• [Records supplied]:
-- START --

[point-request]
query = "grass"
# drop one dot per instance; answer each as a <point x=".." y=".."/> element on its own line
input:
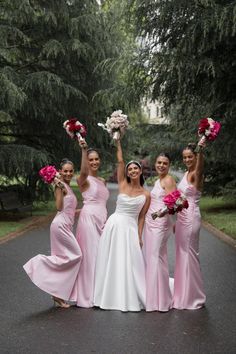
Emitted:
<point x="7" y="227"/>
<point x="220" y="213"/>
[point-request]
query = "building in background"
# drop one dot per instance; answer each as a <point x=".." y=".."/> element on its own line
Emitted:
<point x="154" y="111"/>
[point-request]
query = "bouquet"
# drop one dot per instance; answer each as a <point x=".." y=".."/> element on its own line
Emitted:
<point x="174" y="203"/>
<point x="208" y="129"/>
<point x="116" y="125"/>
<point x="50" y="175"/>
<point x="75" y="129"/>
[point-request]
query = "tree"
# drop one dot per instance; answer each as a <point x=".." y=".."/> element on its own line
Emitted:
<point x="188" y="56"/>
<point x="52" y="57"/>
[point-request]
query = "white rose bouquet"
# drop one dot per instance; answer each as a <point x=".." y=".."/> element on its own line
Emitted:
<point x="116" y="125"/>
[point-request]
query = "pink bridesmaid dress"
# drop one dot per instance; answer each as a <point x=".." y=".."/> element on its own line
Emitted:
<point x="188" y="284"/>
<point x="156" y="233"/>
<point x="57" y="274"/>
<point x="90" y="225"/>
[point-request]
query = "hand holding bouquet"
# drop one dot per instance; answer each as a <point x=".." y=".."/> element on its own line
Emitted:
<point x="50" y="175"/>
<point x="116" y="125"/>
<point x="75" y="129"/>
<point x="174" y="203"/>
<point x="208" y="130"/>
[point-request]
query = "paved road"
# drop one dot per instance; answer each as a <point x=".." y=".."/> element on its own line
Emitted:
<point x="30" y="324"/>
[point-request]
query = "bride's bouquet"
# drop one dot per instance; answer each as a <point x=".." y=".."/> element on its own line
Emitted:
<point x="75" y="129"/>
<point x="174" y="203"/>
<point x="208" y="130"/>
<point x="116" y="125"/>
<point x="50" y="175"/>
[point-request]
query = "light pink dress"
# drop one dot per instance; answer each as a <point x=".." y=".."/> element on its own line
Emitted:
<point x="188" y="284"/>
<point x="57" y="274"/>
<point x="156" y="233"/>
<point x="90" y="225"/>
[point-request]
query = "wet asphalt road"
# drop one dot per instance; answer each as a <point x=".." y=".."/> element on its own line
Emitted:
<point x="30" y="324"/>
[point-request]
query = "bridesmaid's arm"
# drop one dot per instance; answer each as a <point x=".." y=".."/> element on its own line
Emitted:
<point x="84" y="170"/>
<point x="59" y="195"/>
<point x="198" y="173"/>
<point x="141" y="217"/>
<point x="121" y="164"/>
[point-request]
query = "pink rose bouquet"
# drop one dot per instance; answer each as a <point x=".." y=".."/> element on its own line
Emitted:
<point x="174" y="203"/>
<point x="75" y="129"/>
<point x="50" y="175"/>
<point x="208" y="130"/>
<point x="116" y="125"/>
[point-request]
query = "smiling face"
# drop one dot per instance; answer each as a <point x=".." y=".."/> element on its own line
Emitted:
<point x="93" y="161"/>
<point x="133" y="171"/>
<point x="67" y="172"/>
<point x="189" y="159"/>
<point x="162" y="165"/>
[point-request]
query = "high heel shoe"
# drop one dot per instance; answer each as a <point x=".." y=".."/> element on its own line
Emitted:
<point x="60" y="303"/>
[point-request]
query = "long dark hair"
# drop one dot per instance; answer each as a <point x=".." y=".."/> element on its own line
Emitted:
<point x="90" y="150"/>
<point x="141" y="179"/>
<point x="164" y="154"/>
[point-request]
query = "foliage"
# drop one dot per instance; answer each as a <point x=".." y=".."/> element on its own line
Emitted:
<point x="187" y="59"/>
<point x="53" y="57"/>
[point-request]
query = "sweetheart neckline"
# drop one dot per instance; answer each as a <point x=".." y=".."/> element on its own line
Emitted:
<point x="140" y="195"/>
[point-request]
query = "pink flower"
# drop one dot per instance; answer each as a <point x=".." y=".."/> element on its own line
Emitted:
<point x="203" y="125"/>
<point x="214" y="131"/>
<point x="48" y="173"/>
<point x="171" y="198"/>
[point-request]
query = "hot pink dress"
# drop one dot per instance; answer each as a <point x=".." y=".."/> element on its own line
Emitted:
<point x="156" y="233"/>
<point x="57" y="274"/>
<point x="90" y="225"/>
<point x="188" y="284"/>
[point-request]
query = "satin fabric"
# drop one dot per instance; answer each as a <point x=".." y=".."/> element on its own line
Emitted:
<point x="90" y="225"/>
<point x="57" y="274"/>
<point x="188" y="284"/>
<point x="120" y="268"/>
<point x="156" y="233"/>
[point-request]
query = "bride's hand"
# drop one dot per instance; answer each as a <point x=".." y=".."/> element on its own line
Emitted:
<point x="82" y="144"/>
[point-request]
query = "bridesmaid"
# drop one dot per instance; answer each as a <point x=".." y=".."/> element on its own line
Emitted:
<point x="57" y="274"/>
<point x="156" y="234"/>
<point x="91" y="221"/>
<point x="188" y="284"/>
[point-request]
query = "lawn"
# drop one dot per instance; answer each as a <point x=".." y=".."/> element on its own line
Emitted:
<point x="221" y="213"/>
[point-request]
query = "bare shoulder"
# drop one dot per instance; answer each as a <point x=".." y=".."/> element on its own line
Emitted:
<point x="146" y="193"/>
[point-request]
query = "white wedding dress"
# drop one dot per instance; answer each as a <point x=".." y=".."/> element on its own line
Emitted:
<point x="120" y="268"/>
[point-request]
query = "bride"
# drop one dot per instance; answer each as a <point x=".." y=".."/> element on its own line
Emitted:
<point x="120" y="269"/>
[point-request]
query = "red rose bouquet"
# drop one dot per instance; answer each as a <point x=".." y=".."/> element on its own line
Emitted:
<point x="208" y="130"/>
<point x="50" y="175"/>
<point x="75" y="129"/>
<point x="174" y="203"/>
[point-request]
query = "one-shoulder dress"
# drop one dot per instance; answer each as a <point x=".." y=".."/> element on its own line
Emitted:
<point x="57" y="274"/>
<point x="155" y="234"/>
<point x="120" y="268"/>
<point x="90" y="225"/>
<point x="188" y="284"/>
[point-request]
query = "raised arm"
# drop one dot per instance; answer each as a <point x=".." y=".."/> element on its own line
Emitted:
<point x="59" y="195"/>
<point x="121" y="164"/>
<point x="84" y="170"/>
<point x="198" y="172"/>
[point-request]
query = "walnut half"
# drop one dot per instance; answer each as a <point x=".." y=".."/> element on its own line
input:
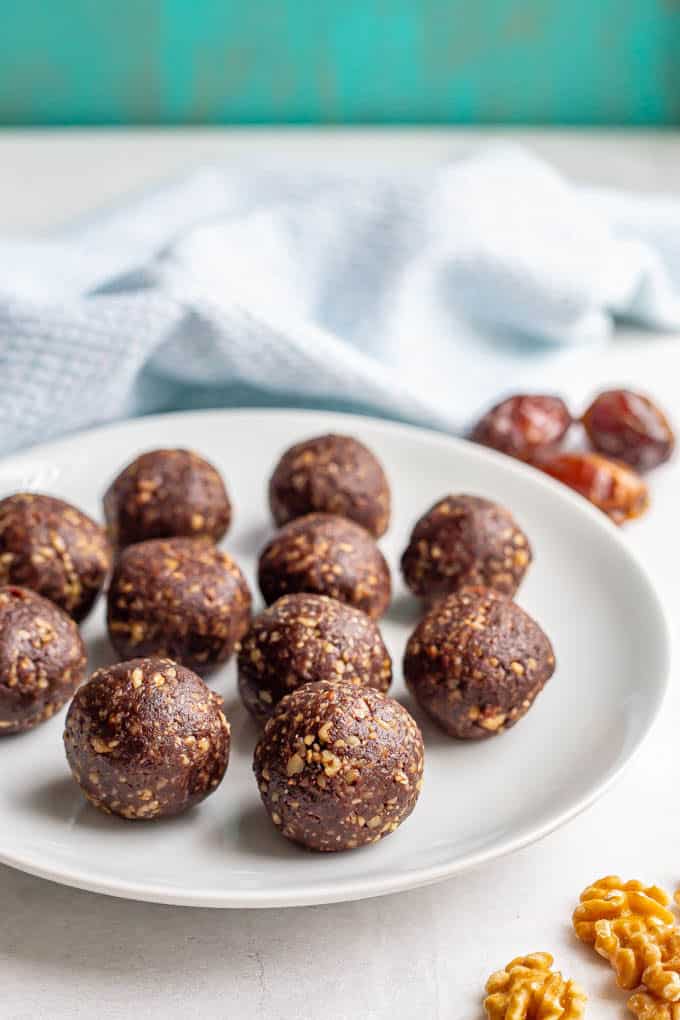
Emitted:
<point x="528" y="988"/>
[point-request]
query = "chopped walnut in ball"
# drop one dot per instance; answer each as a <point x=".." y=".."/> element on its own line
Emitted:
<point x="528" y="989"/>
<point x="611" y="898"/>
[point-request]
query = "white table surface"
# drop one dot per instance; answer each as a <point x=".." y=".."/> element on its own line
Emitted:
<point x="424" y="954"/>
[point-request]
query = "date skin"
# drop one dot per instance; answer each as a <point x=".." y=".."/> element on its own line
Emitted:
<point x="614" y="488"/>
<point x="524" y="426"/>
<point x="630" y="427"/>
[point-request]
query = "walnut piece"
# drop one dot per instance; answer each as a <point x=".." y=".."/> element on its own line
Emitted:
<point x="529" y="989"/>
<point x="647" y="1006"/>
<point x="623" y="941"/>
<point x="610" y="899"/>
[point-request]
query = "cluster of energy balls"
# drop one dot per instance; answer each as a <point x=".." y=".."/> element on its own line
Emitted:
<point x="338" y="763"/>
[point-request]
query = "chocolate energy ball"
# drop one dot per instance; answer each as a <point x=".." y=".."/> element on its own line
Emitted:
<point x="326" y="555"/>
<point x="306" y="638"/>
<point x="167" y="493"/>
<point x="42" y="659"/>
<point x="465" y="540"/>
<point x="54" y="549"/>
<point x="476" y="662"/>
<point x="146" y="738"/>
<point x="338" y="766"/>
<point x="180" y="598"/>
<point x="331" y="474"/>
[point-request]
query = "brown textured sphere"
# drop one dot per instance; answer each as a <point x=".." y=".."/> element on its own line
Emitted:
<point x="338" y="766"/>
<point x="326" y="555"/>
<point x="180" y="598"/>
<point x="42" y="659"/>
<point x="476" y="662"/>
<point x="146" y="738"/>
<point x="167" y="493"/>
<point x="54" y="549"/>
<point x="306" y="638"/>
<point x="465" y="540"/>
<point x="331" y="474"/>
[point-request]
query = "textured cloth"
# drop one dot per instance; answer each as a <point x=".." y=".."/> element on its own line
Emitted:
<point x="422" y="297"/>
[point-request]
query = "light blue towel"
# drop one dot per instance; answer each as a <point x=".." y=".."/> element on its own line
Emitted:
<point x="422" y="298"/>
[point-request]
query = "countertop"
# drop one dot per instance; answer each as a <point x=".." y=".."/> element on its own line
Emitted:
<point x="424" y="954"/>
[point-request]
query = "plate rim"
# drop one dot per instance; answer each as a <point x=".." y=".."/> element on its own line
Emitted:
<point x="354" y="889"/>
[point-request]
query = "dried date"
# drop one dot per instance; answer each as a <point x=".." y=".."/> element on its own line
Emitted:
<point x="524" y="425"/>
<point x="630" y="427"/>
<point x="613" y="488"/>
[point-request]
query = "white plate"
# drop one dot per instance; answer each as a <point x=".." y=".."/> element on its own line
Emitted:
<point x="479" y="800"/>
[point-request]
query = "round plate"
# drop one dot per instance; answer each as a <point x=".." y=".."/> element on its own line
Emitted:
<point x="479" y="800"/>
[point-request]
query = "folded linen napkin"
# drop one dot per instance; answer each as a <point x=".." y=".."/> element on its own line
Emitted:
<point x="420" y="297"/>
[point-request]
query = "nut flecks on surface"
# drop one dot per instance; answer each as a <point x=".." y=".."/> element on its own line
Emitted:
<point x="142" y="750"/>
<point x="527" y="988"/>
<point x="324" y="554"/>
<point x="54" y="549"/>
<point x="338" y="766"/>
<point x="180" y="598"/>
<point x="476" y="662"/>
<point x="462" y="541"/>
<point x="331" y="474"/>
<point x="165" y="494"/>
<point x="42" y="659"/>
<point x="305" y="638"/>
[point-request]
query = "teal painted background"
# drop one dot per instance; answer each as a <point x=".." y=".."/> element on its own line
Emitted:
<point x="340" y="61"/>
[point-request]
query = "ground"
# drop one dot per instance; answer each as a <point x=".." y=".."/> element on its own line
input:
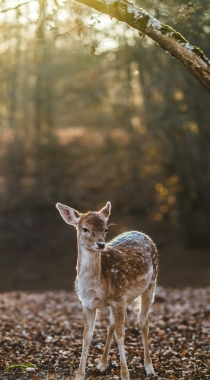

-- END --

• [Task statement]: Pick out every line of the records that contains the string "walnut", treating uppercase and lowercase as different.

• [Exercise output]:
query = "walnut half"
query = "chopped walnut in ball"
query = "walnut piece"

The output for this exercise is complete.